• [PROVIDED PASSAGE]:
▬▬▬▬▬▬
M77 Gallery
a cura di Danilo Eccher

Curated by Danilo Eccher, Veduta is a project combining two separate inquiries into the meaning of painting practice displayed as one exhibition set-up. It is physically divided into two bodies of work: a tribute to landscape and heritage; alpine scenery and the Milan Cathedral. Those places had already been connected in the groundwork of the great Leonardo da Vinci. This is a parallel research to that of Leonardo, taken further through inclusion of personal and autobiographical factors.

The geographical centre of the project is the roof of Milan's Cathedral - the Duomo, where Leonardo, called by the ruling Sforza family, works to solve the challenges of the construction of the dome lantern. It turned out to be a fine point for observing and studying the alpine panorama. Veduta is inspired by a little known drawing; a small sketch on the side of a page, at the centre of which is a drawing of a foot, most likely drawn by Francesco Melzi - Leonardo’s student. The master's sketch represents alpine landscape, with mount Grigna and Resegone peaks in the centre. Studying the panorama further, magnifying it and adding personal and autobiographical elements by saturating it with vivid colours led to creation of a monumental painting: 2 meters high and over 10 meters wide. The landscape is mirrored in a water tank that replicates the dimensions of the canvas. An implied metaphor for the change of perspective: the reflection in the water distances the viewer and complicates the vision and understanding of the work, adding a further reading layer.
▬▬▬▬▬▬
• [EXTRACTED MATERIAL]:
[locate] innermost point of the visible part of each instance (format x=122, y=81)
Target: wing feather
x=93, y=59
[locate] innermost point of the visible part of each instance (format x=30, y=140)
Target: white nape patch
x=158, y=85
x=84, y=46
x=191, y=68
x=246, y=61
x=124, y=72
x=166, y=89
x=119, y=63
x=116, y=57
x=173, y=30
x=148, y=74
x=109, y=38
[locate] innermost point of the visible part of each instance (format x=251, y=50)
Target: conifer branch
▬▬▬▬▬▬
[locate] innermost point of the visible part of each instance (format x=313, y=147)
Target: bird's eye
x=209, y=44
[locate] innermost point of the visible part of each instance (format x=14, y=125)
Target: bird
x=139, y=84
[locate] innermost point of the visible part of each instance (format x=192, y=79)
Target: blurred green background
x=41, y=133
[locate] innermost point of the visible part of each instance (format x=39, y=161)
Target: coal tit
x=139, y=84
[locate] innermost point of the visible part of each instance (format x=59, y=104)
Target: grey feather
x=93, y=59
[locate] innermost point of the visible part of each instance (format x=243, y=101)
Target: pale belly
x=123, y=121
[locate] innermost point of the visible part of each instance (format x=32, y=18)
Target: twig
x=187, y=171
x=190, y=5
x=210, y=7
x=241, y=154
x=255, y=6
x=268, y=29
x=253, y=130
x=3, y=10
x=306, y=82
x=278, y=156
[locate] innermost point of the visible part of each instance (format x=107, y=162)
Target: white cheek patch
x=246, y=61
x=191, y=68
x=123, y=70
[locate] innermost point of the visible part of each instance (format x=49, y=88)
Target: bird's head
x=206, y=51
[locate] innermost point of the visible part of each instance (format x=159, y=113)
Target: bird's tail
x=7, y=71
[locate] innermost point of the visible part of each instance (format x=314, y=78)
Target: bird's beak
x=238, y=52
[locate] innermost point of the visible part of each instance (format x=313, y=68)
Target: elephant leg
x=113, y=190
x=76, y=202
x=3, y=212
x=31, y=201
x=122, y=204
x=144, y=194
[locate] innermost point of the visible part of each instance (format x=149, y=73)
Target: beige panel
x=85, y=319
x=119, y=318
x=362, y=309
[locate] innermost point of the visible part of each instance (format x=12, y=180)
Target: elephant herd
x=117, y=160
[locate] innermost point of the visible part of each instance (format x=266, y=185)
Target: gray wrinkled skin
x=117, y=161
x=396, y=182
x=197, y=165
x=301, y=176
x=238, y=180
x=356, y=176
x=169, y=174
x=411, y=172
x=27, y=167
▬▬▬▬▬▬
• [EXERCISE 1]:
In the Veduta exhibition text, what are the dimensions of the monumental painting?
• [EXERCISE 2]:
Condense the paragraph of the Veduta exhibition text beginning "Curated by Danilo Eccher" while keeping its main facts.
• [EXERCISE 3]:
Carry on the Veduta exhibition text from its last sentence.
The listing has no connection to the exhibition text.

• [OUTPUT 1]:
It is 2 meters high and over 10 meters wide.

• [OUTPUT 2]:
Veduta, curated by Danilo Eccher, unites two separate inquiries into painting practice in one exhibition. Its two bodies of work honor landscape and heritage: alpine scenery and the Milan Cathedral. Leonardo da Vinci had already linked these places in his groundwork. The project extends that research with personal and autobiographical elements.

• [OUTPUT 3]:
In the second part, the attention is turned to Milan’s Cathedral - the Duomo. Here the reference is made to studies of light by Claude Monet. Analogous to his depiction of the Rouen Cathedral, the gaze is directed onto the facade of Milan’s most iconic building. The series consists of twelve paintings, delineating the architecture in four different moments of the day: dawn, midday, afternoon and night, always portrayed from the same angle. The research is taken to extremes from a chromatic point of view; in order to intensify the transient effects of sunlight, all colour has been eliminated.